WRITTEN INSTRUCTION 1: According to the forum post, how long ago did the poster and the poster's husband separate?

DOCUMENT SECTION:
--- start ---

# I just can't get over him



## mads80 (Jun 16, 2015)

About 9 months ago my husband and i finally separated. Things had not been right for a while and it was a mutual agreement. The last thing i wanted to do after us separating was meet someone else, but it happened. It all started out very friendly, but as time went on i started to grow feelings for him. He too had been through a separation and divorce so he became someone i confided in and felt he understood going through it all.

So for a while we would meet up for drinks or dinner. He told me he was very attracted to me physically but did not see relationship potential and just wanted to be friends. I said i understood and thought he may just be letting me down easy, but he still continued to talk to me.

After a while i started to sleep with him. I liked him so much that i caved and was hoping he may want to be with me. I know this never works with guys, but i felt so into him it was like temporarily being with him in the moment. I would stay over, we would cuddle and watch movies and he even said to me you know this isn't just about sex for me and he hoped i knew he cared more for me than my ex ever did. 

Things were going okay for a few weeks and then i found out he had slept with someone else. He never actually admitted it, but i found out from someone else who knew him in a pure fluke situation. It was a mutual friend we had that we didn't even know we had until later on. It upset me because he told me that he wouldn't be sleeping with anyone else even though we were having casual sex, and if he was he would let me know, but i was the only one he was and wanted to sleep with.

A few weeks into us sleeping together, i told him i was falling in love with him and i still continued sleeping with him because i was too weak to stop it. I had never felt this way about anyone before. How much i liked him, i felt inferior around him, nervous. I have never experienced it before in my life.

The last time we slept together was strange. I stayed over but he didn't cuddle and wasn't affectionate like usual. Something seemed very off and this was the first time i ever felt like it was casual sex and it made me feel cheap. After he told me that he didn't think we should sleep together anymore because of my feelings and he didn't want anything with anyone for a while, even casual sex.

--- end ---

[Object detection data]
--- start ---

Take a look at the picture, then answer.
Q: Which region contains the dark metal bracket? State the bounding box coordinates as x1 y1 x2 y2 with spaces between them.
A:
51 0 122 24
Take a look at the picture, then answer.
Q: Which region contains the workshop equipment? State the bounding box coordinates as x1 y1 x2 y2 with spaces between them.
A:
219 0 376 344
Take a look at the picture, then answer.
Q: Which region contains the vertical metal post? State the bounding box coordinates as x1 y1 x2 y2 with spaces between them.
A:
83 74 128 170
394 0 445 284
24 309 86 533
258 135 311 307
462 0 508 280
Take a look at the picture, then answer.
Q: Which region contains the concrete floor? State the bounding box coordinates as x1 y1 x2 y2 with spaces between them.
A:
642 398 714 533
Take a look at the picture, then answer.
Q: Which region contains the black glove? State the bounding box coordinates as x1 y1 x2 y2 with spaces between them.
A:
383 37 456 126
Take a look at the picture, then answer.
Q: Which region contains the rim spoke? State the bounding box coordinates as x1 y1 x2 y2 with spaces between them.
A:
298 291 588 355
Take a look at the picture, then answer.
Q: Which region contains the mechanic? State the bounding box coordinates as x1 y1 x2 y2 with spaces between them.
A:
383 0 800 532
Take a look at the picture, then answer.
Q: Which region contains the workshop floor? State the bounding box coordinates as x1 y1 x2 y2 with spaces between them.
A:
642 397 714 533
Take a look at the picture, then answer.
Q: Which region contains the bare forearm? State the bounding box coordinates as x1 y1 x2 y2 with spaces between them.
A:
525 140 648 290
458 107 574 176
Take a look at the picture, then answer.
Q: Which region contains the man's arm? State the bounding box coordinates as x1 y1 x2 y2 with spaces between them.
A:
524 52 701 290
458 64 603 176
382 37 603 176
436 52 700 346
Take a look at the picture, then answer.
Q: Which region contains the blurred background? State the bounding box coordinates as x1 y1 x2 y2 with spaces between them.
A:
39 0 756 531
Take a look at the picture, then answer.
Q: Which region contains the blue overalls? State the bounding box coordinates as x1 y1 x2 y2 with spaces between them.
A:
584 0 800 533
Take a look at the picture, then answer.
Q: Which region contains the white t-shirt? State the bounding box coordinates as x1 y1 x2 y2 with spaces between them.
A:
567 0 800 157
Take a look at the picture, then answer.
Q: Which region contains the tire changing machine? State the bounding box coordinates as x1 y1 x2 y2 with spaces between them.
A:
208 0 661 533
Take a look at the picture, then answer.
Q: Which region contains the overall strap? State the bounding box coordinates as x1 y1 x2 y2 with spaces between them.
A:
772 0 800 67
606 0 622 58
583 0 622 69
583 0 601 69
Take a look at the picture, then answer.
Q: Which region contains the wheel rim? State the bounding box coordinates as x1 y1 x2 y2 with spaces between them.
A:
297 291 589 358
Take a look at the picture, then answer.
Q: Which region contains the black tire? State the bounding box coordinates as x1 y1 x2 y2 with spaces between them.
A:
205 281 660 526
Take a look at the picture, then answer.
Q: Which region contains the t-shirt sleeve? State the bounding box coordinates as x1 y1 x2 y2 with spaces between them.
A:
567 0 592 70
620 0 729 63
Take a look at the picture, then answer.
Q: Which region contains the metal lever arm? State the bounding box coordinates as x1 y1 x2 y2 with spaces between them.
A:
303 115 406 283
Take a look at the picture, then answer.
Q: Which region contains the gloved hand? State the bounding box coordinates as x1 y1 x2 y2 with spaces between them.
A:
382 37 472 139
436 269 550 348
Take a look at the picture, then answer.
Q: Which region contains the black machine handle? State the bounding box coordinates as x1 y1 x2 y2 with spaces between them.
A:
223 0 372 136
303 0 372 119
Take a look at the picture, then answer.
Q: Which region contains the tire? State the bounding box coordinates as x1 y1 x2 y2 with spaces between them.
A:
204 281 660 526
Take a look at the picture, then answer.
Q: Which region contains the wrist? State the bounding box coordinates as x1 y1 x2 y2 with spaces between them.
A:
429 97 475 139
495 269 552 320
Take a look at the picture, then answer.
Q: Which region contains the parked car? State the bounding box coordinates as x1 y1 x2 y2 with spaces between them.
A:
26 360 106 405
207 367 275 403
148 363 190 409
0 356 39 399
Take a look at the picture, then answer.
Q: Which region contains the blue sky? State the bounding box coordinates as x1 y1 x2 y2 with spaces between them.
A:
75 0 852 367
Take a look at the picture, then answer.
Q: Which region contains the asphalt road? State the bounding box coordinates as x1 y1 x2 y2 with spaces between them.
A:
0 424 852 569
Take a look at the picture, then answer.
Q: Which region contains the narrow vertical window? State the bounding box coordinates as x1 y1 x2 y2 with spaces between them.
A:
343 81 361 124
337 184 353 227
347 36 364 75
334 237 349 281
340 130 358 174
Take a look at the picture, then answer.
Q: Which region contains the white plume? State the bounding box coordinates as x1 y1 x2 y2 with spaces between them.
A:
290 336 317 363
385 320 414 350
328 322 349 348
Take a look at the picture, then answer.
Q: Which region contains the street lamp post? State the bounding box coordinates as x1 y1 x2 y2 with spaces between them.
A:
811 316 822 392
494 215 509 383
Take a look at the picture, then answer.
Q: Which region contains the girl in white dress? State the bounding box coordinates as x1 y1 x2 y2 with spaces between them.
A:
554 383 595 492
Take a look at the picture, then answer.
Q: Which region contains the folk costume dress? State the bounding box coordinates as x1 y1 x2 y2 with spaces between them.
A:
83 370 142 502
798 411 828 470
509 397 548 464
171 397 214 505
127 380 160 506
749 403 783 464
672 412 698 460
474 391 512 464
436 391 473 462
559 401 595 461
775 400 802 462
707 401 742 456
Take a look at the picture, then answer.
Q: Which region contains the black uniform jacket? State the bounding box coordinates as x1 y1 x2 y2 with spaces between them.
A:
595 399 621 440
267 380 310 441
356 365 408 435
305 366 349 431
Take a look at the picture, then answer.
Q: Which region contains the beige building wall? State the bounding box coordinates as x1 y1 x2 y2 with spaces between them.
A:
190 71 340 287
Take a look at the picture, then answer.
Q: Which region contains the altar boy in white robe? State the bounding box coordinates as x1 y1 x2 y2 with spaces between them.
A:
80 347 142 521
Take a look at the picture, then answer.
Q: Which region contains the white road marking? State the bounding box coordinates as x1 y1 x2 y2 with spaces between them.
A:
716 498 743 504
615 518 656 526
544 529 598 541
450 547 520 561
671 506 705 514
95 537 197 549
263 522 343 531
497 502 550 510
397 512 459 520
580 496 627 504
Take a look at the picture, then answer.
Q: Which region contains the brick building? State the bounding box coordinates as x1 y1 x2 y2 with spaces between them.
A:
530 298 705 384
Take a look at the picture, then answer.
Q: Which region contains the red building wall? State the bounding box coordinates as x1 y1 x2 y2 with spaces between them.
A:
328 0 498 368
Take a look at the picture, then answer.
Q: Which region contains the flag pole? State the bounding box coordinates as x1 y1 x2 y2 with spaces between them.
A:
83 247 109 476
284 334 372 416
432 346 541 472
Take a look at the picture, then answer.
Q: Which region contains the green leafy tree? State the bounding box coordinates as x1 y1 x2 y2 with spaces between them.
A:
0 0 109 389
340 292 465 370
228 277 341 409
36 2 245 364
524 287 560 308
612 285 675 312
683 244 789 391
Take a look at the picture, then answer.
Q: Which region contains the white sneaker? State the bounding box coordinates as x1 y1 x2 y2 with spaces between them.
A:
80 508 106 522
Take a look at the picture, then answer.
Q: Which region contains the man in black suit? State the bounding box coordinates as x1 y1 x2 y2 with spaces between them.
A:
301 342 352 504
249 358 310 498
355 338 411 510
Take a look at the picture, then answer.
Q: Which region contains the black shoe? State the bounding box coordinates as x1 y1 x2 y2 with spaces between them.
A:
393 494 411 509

--- end ---

WRITTEN INSTRUCTION 2: Pull out every line of the listing that contains the word "white", matching case exactly.

REPLY 1: About 9 months ago.

REPLY 2:
Q: Which region contains the white t-shirt? State the bounding box coordinates as x1 y1 x2 y2 with spaces between them.
Q: Which region contains the white plume? State the bounding box coordinates as x1 y1 x2 y2 with spaces between them.
Q: Which region contains the girl in white dress? State the bounding box coordinates as x1 y1 x2 y2 with spaces between them.
Q: Which region contains the altar boy in white robe? State the bounding box coordinates as x1 y1 x2 y2 with spaces between them.
Q: Which region contains the white road marking? State the bounding box coordinates as x1 y1 x2 y2 with spaces between them.
Q: Which region contains the white sneaker? State the bounding box coordinates as x1 y1 x2 y2 with spaces between them.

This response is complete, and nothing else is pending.